** begin Data excerpts **

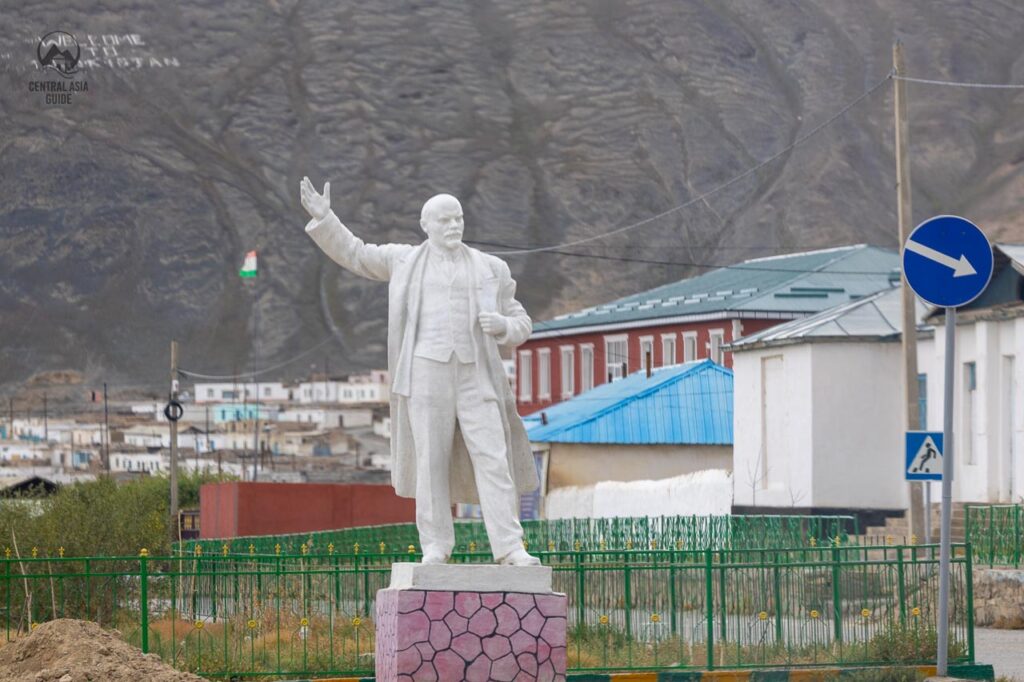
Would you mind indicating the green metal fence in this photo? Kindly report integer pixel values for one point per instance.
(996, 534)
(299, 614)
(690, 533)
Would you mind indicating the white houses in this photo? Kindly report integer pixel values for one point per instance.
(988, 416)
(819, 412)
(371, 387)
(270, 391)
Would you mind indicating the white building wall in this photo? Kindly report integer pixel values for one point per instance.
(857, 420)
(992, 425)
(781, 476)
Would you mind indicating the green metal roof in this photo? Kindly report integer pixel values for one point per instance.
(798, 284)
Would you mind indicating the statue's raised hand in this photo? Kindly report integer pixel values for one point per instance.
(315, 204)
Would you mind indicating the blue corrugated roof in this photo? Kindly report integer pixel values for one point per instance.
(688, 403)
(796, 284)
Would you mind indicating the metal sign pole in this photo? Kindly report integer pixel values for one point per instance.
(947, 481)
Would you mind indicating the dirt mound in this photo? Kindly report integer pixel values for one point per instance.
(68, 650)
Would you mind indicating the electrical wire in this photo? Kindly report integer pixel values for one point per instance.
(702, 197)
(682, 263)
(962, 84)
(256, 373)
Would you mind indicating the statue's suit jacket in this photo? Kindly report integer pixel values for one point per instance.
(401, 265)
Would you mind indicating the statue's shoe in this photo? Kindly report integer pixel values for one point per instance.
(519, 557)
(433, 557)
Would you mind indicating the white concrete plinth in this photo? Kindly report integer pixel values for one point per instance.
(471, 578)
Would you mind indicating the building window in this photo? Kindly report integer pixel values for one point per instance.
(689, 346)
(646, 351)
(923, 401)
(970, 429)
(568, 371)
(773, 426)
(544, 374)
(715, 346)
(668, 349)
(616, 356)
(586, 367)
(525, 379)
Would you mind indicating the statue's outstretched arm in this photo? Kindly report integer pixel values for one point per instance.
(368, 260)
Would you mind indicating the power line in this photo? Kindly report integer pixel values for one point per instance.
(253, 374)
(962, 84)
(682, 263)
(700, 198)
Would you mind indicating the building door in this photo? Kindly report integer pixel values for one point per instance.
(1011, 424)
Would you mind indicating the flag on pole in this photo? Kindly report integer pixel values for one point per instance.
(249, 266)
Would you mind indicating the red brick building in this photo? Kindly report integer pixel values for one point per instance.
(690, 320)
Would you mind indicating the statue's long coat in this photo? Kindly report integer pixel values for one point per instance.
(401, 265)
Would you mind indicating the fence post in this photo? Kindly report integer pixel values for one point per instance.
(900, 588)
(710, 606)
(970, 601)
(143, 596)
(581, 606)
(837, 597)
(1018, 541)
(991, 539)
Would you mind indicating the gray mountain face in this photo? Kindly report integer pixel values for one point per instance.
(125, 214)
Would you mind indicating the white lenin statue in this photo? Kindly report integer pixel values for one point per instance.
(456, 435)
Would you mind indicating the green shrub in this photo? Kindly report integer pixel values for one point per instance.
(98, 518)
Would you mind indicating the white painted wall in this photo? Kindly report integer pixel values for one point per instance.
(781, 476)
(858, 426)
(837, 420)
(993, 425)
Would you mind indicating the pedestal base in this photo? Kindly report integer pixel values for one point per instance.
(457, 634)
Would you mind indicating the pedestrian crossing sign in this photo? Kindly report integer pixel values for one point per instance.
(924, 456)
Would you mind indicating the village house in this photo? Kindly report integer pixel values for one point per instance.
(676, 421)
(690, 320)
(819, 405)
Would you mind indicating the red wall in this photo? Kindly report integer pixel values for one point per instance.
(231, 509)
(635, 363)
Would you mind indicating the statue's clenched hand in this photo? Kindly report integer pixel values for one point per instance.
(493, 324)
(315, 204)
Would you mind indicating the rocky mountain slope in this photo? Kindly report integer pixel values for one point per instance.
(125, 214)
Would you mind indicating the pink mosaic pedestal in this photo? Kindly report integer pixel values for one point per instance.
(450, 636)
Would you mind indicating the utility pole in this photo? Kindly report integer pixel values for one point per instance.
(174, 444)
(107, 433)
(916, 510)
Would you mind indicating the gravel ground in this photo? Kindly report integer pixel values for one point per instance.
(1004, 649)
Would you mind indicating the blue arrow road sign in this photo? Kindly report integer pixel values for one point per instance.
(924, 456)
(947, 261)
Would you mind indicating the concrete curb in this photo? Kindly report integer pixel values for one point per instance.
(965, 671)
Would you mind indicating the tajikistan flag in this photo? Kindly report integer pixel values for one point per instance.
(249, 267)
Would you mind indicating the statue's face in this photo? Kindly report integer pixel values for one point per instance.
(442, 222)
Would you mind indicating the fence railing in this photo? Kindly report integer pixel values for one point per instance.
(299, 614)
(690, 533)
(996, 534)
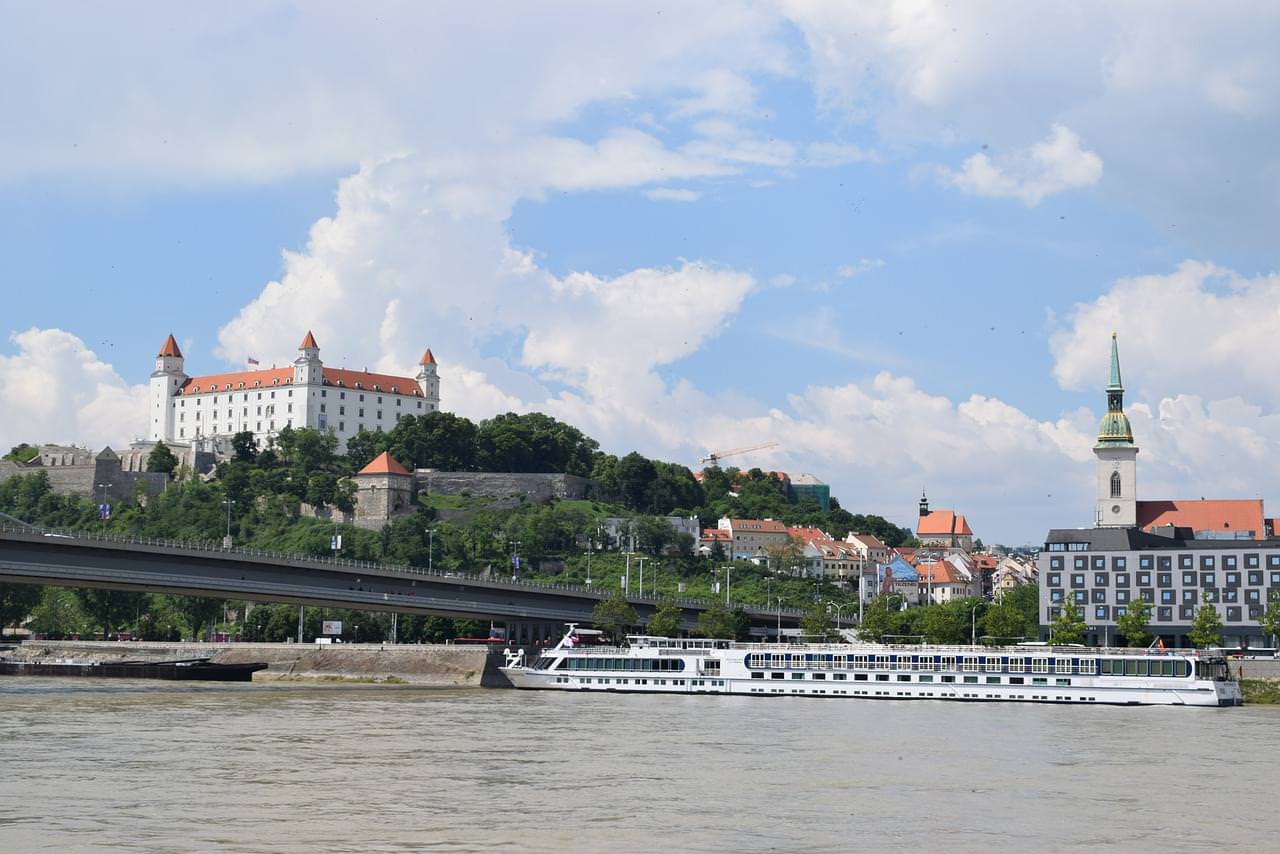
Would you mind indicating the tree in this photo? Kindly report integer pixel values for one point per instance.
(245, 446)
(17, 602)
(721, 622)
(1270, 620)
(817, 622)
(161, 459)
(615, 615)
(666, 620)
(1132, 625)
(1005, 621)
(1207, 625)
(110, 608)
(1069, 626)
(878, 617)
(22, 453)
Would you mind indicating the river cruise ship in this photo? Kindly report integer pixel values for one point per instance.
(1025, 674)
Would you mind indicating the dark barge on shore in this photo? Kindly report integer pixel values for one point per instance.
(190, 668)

** end Data excerpts **
** begin Data excerpts **

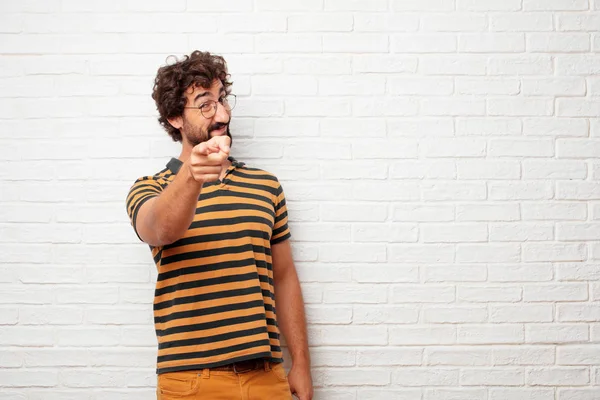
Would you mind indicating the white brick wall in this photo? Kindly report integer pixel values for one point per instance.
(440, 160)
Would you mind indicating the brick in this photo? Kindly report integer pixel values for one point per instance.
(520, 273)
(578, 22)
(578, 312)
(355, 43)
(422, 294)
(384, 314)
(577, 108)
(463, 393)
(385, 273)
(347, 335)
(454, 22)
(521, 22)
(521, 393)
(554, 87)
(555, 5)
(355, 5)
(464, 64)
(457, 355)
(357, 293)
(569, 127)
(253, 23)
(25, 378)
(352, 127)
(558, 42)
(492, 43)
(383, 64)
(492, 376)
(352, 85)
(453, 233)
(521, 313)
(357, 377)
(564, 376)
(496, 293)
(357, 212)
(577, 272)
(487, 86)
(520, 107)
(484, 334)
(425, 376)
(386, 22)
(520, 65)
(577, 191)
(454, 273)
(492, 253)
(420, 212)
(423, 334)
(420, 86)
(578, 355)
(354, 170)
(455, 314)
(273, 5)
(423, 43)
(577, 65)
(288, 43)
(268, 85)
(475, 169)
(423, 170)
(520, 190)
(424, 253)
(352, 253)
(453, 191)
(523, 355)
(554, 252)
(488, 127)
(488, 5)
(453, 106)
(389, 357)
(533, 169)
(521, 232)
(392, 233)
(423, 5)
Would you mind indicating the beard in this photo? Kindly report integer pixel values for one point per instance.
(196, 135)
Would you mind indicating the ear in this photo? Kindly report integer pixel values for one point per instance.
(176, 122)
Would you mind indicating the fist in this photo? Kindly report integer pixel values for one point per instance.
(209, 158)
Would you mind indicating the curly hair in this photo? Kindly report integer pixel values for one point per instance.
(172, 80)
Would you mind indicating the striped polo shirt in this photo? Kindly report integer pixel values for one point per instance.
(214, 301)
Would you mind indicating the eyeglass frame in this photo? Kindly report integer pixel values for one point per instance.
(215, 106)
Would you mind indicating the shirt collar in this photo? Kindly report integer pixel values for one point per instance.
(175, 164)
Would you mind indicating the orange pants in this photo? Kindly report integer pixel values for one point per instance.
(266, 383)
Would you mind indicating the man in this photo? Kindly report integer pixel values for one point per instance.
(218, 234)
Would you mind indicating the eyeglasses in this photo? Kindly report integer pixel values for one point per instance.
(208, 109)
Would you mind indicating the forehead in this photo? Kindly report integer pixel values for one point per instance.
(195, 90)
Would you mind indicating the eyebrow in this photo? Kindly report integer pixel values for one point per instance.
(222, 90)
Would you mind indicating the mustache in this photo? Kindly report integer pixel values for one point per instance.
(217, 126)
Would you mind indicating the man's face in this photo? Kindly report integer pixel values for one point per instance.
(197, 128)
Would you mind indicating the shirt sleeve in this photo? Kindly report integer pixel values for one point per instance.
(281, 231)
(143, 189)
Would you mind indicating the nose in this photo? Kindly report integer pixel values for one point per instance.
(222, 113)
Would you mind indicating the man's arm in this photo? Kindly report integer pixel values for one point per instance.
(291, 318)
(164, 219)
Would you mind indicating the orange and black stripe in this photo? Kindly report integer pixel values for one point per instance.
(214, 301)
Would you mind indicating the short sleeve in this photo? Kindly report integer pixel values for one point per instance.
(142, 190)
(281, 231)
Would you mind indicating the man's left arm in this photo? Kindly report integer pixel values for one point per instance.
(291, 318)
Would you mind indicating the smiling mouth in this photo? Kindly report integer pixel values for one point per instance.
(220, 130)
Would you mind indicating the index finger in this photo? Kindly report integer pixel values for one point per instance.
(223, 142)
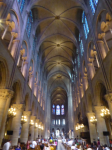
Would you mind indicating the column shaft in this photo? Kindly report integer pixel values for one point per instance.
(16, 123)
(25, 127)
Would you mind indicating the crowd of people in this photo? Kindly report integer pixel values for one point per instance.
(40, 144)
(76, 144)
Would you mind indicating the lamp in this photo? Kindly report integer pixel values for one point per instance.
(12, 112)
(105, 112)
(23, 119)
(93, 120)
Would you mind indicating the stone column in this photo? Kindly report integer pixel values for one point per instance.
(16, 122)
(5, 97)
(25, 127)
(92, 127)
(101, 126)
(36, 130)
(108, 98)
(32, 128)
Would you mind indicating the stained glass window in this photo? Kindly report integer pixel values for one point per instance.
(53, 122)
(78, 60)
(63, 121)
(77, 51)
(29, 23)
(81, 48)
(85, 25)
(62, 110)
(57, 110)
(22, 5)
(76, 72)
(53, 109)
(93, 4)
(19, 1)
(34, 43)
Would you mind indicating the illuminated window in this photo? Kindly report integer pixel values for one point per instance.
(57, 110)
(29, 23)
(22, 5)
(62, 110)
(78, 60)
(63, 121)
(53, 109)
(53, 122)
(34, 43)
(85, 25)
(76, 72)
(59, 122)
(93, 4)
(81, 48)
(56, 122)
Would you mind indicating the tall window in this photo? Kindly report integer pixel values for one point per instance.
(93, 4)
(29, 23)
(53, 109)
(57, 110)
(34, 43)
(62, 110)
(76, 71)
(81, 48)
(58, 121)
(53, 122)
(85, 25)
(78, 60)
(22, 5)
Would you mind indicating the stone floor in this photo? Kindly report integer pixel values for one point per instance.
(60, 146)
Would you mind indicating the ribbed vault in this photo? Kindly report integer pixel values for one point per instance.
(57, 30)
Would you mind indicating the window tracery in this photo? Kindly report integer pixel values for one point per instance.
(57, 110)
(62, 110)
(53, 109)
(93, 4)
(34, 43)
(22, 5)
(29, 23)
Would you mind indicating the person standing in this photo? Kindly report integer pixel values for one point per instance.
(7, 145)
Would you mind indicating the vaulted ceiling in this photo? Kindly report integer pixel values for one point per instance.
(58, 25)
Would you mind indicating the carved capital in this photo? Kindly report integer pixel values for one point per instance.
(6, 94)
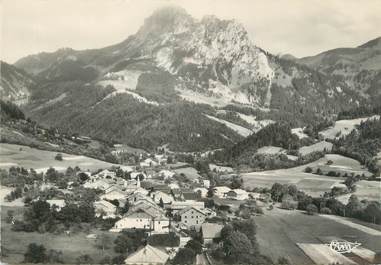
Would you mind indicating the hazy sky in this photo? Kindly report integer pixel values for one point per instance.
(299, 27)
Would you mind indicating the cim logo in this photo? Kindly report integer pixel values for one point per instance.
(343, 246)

** end Data excerpts **
** begin Data excerpts **

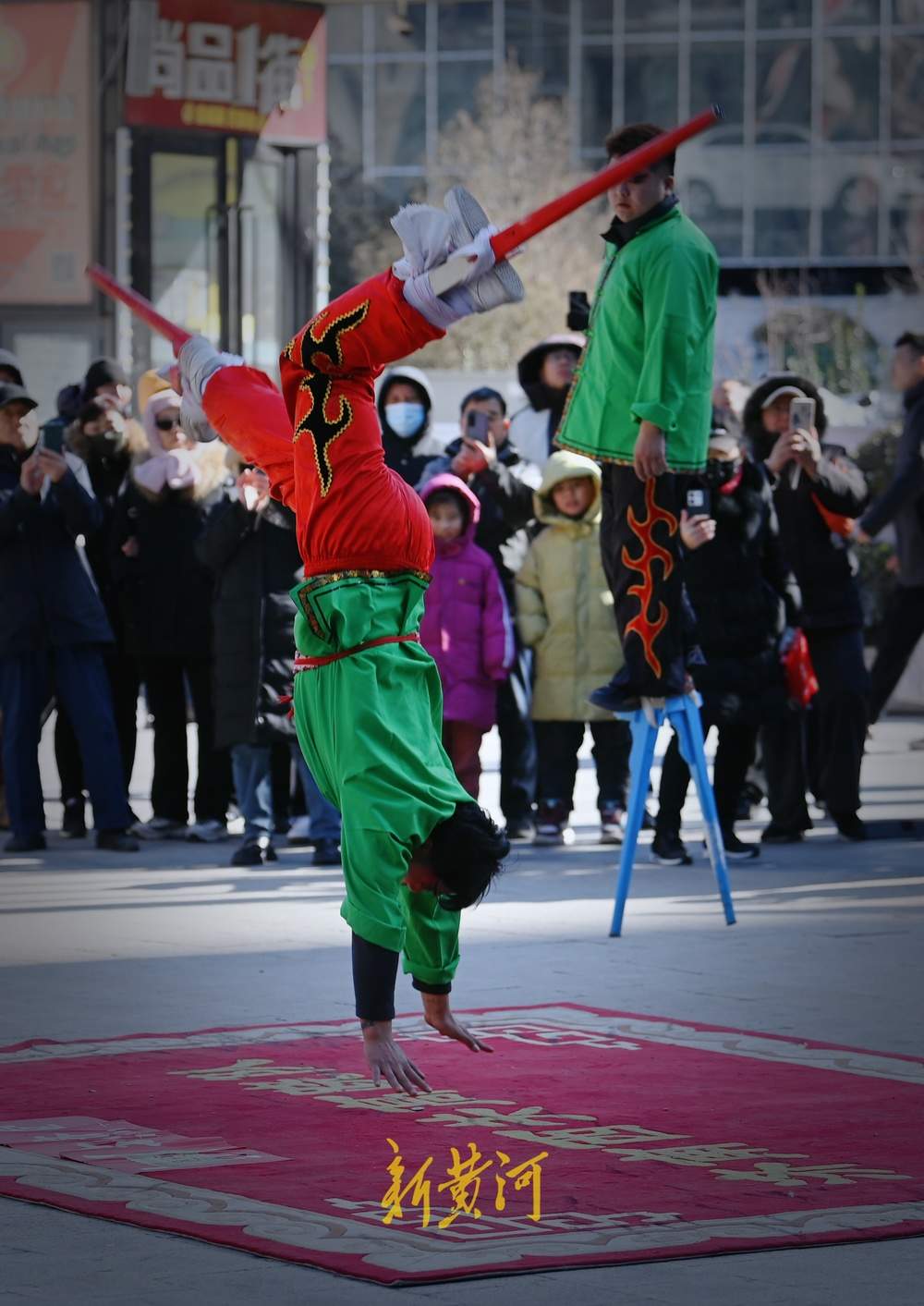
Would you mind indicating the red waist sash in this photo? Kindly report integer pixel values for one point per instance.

** end Data excerpts **

Task ▸
Pull out each line of the records above that contains the word "window".

Response to this exercise ▸
Would you mind indicating the building window in this photo? Kindly report integer pixel values for one point per instance.
Would you mind indicating the stained glass window in this photo? Kindly report integer pixel values for one point per instance.
Would you mind indicating the illuminated window in this photo? Kindly report integer pixel values for one point per instance.
Would you mind indicating the tall window in this photo? Kindly report integer pixel values for one point per instance.
Would you mind indicating the window tracery in this photo? Kindly report integer pixel values for one point per instance.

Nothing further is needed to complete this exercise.